WHAT YOU HAVE TO DO:
Would you restate all the data that follows, word for word?

━━━ SUPPLIED DATA

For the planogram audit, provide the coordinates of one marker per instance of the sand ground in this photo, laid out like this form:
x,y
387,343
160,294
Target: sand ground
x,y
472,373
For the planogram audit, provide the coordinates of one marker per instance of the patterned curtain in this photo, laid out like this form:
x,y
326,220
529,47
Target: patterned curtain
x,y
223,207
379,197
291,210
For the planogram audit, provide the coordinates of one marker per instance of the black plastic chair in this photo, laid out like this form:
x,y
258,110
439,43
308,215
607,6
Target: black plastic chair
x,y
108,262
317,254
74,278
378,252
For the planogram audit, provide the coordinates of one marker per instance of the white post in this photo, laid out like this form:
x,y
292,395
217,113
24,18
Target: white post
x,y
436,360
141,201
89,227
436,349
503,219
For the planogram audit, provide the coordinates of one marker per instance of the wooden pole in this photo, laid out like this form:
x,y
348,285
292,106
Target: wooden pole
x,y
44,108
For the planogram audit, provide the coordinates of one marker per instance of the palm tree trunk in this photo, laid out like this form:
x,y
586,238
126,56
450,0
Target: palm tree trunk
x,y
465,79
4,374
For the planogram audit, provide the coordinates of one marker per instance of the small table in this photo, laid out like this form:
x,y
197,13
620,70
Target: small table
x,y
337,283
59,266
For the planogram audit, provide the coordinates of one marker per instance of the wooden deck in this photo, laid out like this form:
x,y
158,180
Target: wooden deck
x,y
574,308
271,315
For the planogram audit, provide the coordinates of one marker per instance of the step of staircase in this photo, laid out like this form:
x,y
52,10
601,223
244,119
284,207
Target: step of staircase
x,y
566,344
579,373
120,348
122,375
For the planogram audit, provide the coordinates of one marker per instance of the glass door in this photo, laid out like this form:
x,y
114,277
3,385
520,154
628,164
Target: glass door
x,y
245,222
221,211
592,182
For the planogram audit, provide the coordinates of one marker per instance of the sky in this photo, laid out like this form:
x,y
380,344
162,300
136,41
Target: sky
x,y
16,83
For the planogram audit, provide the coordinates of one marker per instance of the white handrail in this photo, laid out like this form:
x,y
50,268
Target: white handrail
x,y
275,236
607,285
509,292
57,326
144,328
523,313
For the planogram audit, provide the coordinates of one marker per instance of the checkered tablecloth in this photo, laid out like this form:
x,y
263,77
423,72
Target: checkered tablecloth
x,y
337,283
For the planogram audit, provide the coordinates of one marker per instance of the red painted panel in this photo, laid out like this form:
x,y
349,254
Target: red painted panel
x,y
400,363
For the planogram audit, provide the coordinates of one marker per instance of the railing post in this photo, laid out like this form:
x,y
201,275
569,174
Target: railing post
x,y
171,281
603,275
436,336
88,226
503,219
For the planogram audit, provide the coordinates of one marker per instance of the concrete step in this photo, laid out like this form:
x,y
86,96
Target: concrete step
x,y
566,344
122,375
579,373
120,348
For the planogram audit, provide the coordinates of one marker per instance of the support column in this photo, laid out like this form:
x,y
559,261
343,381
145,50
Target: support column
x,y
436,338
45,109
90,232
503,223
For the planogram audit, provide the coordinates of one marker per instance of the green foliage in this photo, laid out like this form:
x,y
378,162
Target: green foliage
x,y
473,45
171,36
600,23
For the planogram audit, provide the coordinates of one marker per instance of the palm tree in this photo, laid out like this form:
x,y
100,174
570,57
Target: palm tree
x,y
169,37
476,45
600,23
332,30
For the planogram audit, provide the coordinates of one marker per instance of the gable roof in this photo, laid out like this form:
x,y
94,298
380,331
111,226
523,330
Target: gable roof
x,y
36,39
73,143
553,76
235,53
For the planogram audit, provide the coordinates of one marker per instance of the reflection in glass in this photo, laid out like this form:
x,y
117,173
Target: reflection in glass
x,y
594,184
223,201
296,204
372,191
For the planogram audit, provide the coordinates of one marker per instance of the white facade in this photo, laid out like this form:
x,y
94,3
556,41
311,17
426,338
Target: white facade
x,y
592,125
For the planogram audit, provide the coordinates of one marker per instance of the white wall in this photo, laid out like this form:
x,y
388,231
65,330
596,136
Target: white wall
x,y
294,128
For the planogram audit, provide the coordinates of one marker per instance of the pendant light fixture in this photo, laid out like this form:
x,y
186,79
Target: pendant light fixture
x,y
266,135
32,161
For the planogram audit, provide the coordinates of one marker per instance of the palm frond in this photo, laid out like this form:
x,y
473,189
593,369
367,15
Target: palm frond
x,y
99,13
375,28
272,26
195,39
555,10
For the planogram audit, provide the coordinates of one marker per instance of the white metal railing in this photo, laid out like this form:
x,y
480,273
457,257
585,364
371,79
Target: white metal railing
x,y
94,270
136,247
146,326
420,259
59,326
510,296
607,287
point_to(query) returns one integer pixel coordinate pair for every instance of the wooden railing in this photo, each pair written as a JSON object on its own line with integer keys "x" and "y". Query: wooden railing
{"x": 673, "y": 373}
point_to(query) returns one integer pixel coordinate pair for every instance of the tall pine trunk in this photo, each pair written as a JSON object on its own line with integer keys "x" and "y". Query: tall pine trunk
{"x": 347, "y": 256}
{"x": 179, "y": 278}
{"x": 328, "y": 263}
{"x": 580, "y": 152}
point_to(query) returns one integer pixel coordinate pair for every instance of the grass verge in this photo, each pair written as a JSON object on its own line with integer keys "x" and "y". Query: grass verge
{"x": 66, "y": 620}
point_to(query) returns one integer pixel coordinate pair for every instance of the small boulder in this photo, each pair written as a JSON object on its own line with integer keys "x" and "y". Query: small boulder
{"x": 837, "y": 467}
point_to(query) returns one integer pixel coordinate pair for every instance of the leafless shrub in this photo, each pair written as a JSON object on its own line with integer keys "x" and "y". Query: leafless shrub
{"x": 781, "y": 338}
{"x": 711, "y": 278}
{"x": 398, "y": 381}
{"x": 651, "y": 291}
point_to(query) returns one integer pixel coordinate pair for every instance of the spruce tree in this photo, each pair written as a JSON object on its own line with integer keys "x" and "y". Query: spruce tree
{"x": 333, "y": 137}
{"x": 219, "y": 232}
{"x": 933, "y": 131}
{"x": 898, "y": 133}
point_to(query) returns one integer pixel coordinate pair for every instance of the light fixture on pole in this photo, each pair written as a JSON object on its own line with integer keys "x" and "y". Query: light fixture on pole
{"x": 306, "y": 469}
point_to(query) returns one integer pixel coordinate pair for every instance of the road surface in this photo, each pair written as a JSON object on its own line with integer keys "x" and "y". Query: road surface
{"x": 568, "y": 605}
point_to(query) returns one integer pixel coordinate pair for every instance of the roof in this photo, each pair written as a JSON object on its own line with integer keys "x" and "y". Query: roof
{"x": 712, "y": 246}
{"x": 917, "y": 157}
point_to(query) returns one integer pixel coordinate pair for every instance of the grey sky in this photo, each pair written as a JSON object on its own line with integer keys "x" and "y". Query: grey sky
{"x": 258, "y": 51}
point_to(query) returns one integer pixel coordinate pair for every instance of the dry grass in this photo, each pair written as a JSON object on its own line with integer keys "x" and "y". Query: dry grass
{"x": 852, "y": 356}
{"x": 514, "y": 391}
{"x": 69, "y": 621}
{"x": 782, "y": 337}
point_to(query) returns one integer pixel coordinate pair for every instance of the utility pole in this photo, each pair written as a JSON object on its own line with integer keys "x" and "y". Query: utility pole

━━━━━━

WRITTEN SOLUTION:
For the planogram audit, provide the coordinates of one marker per instance of the sand ground in this photo, laid out like this form:
x,y
387,343
160,294
Target: sand ground
x,y
472,373
For the planogram audit, provide the coordinates of one marker per instance of the patterned curtain in this photo, laid out like this form:
x,y
326,220
529,47
Target: patterned curtain
x,y
223,207
379,197
291,210
For the planogram audit, provide the coordinates of one marker per instance of the black plastic chair in this photo, laid out like this form:
x,y
258,110
439,43
308,215
607,6
Target: black plastic chair
x,y
108,262
317,254
74,278
378,252
For the planogram audit, provide the coordinates of one marker per instance of the white post in this photo, laid out like this form:
x,y
292,395
217,113
24,18
Target: white post
x,y
436,360
141,201
89,227
436,349
503,219
For the planogram audit, provide the coordinates of one marker per instance of the wooden pole in this photo, laid out like this form:
x,y
348,285
292,106
Target: wooden pole
x,y
44,108
For the planogram audit, provide the coordinates of one marker per instance of the palm tree trunk in this photo, laid out like this form:
x,y
586,238
126,56
450,0
Target: palm tree trunk
x,y
465,79
4,374
For the planogram audit, provide the coordinates of one marker per instance of the small table in this photo, laid out like this form:
x,y
197,13
620,70
Target: small table
x,y
337,283
59,266
For the planogram audit, provide the coordinates of one marker per instance of the wooden deck in this photo, laid out like this form:
x,y
158,180
Target: wooden deck
x,y
574,308
271,315
For the planogram audit, provide the coordinates of one marker per instance of the step of staircase in this photo, laid out like this form:
x,y
52,10
601,223
244,119
284,207
Target: step of staircase
x,y
566,344
579,373
120,348
122,375
For the planogram audit, provide the coordinates of one marker per instance of the glass door in this photo, laid out like this form:
x,y
114,277
3,385
520,154
628,164
Target: glass door
x,y
245,222
221,211
592,182
For the planogram audit, provide the coordinates of one marker per instance of the sky in this photo, laid out like this form:
x,y
380,344
162,300
136,41
Target: sky
x,y
16,83
For the planogram audit, provide the coordinates of one marker per instance of the white handrail in this photo, laid out like this form:
x,y
50,268
Target: white handrail
x,y
275,236
607,285
509,292
57,326
144,328
523,313
For the planogram audit, provide the coordinates of one marker per instance of the checkered tablecloth in this photo, laid out like this form:
x,y
263,77
423,72
Target: checkered tablecloth
x,y
337,283
For the planogram audit, provide the coordinates of one marker per instance of the red painted panel in this photo, laid out like this form:
x,y
349,254
Target: red painted panel
x,y
400,363
For the planogram audit, provide the coordinates of one marker per instance of the railing post in this photo, laid out like this form:
x,y
201,275
569,174
Target: railing post
x,y
171,281
603,275
436,336
88,226
503,219
For the planogram audit, provide the coordinates of one marker per instance of the concrete step in this photo, laid out like this form:
x,y
86,96
Target: concrete step
x,y
566,344
122,375
579,373
120,348
For the planogram audit, provide the coordinates of one marker per instance of the support column in this photo, laid out like this form:
x,y
559,261
343,381
145,50
Target: support column
x,y
436,338
45,109
90,232
503,223
For the planogram audit, provide the coordinates of one marker per instance of the green foliage in this photo, laid out like this form:
x,y
378,162
Target: green foliage
x,y
473,45
171,36
600,23
For the planogram audit, provide the coordinates of one marker per instance of the palm tree in this photo, laid out like this form:
x,y
100,174
570,57
Target: palm tree
x,y
169,37
476,45
600,23
332,30
For the planogram audit, provide the coordinates of one marker per instance of the gable roof in this photo, laid out like this form:
x,y
94,298
380,331
111,226
523,330
Target: gable roof
x,y
36,39
73,143
553,76
235,53
For the planogram audit, provide the coordinates of one marker per instance of the reflection in glass in this photo, laid out like this form:
x,y
117,173
Target: reflection in glass
x,y
594,184
223,201
296,204
372,191
For the planogram audit, provide the coordinates of one marker per instance of the white facade in this photo, laid out like this form:
x,y
94,3
556,41
311,17
426,338
Target: white facade
x,y
592,125
For the planogram audit, provide the coordinates of one marker per instance of the white wall in this photo, laid out like this form:
x,y
388,231
65,330
596,136
Target: white wall
x,y
294,128
For the planogram audit, provide the coordinates of one marker per instance of the pendant light fixture in this photo, laid out like this form:
x,y
186,79
Target: pendant light fixture
x,y
266,135
32,161
For the planogram audit, provide the coordinates of one marker per instance of the palm frond in this photo, laid out like this form:
x,y
473,189
593,369
367,15
Target: palm frond
x,y
99,13
375,28
272,26
195,39
555,10
For the planogram audit, provide the coordinates of one marker per instance of the white metal railing in this photo, laid out like this form:
x,y
480,273
457,257
585,364
371,79
Target: white metal railing
x,y
94,270
136,247
146,326
420,259
59,326
510,296
607,287
point_to(query) returns one integer pixel coordinate pair for every instance of the wooden railing in this photo, each pair written as a JSON object on its own line with integer keys "x" and "y". Query: wooden railing
{"x": 673, "y": 373}
point_to(query) returns one integer pixel coordinate pair for every instance of the tall pine trunk in this photo, each pair written as a JSON object on its own line with integer keys "x" and "y". Query: tall pine trunk
{"x": 347, "y": 256}
{"x": 179, "y": 278}
{"x": 328, "y": 263}
{"x": 580, "y": 152}
point_to(query) returns one integer pixel coordinate pair for every instance of the grass verge in this photo, each pair written as a JSON object on its own line with integer keys "x" and "y". Query: grass verge
{"x": 66, "y": 620}
point_to(query) returns one integer pixel coordinate pair for every instance of the small boulder in this photo, each pair written as a JSON object on its own line with integer keys "x" and "y". Query: small boulder
{"x": 837, "y": 467}
point_to(query) returns one integer pixel coordinate pair for every instance of the leafless shrub in this photo, each pair written as a JSON object on its own line with integer keys "x" and "y". Query: leafless shrub
{"x": 781, "y": 338}
{"x": 711, "y": 278}
{"x": 398, "y": 381}
{"x": 651, "y": 291}
point_to(query) returns one integer pixel coordinate pair for every instance of the spruce tree in this photo, each pair written as a JSON object on its own line with integer keys "x" and "y". Query: spruce tree
{"x": 333, "y": 137}
{"x": 219, "y": 232}
{"x": 933, "y": 131}
{"x": 898, "y": 133}
point_to(query) returns one integer pixel coordinate pair for every instance of the light fixture on pole in this photo, each pair written as a JSON object on its own line with integer keys "x" and "y". Query: light fixture on pole
{"x": 306, "y": 469}
point_to(query) returns one integer pixel coordinate pair for every instance of the road surface in this photo, each pair written as a JSON object on its own line with integer keys "x" and "y". Query: road surface
{"x": 568, "y": 605}
point_to(query) returns one integer pixel coordinate pair for every instance of the roof in this photo, each pair written as a JSON object on its own line with integer keys "x" and "y". Query: roof
{"x": 712, "y": 246}
{"x": 917, "y": 157}
point_to(query) returns one integer pixel coordinate pair for every instance of the grey sky in this photo, each pair written as a JSON object on its own line with integer keys "x" and "y". Query: grey sky
{"x": 258, "y": 51}
point_to(query) returns one integer pixel coordinate pair for every instance of the dry grass in this photo, each pair written as a JSON object on its own line with integer keys "x" and "y". Query: dry grass
{"x": 852, "y": 356}
{"x": 514, "y": 391}
{"x": 69, "y": 621}
{"x": 782, "y": 337}
point_to(query) returns one integer pixel coordinate pair for every instance of the utility pole in this photo, each pair written as a JSON object on its own line with integer keys "x" and "y". Query: utility pole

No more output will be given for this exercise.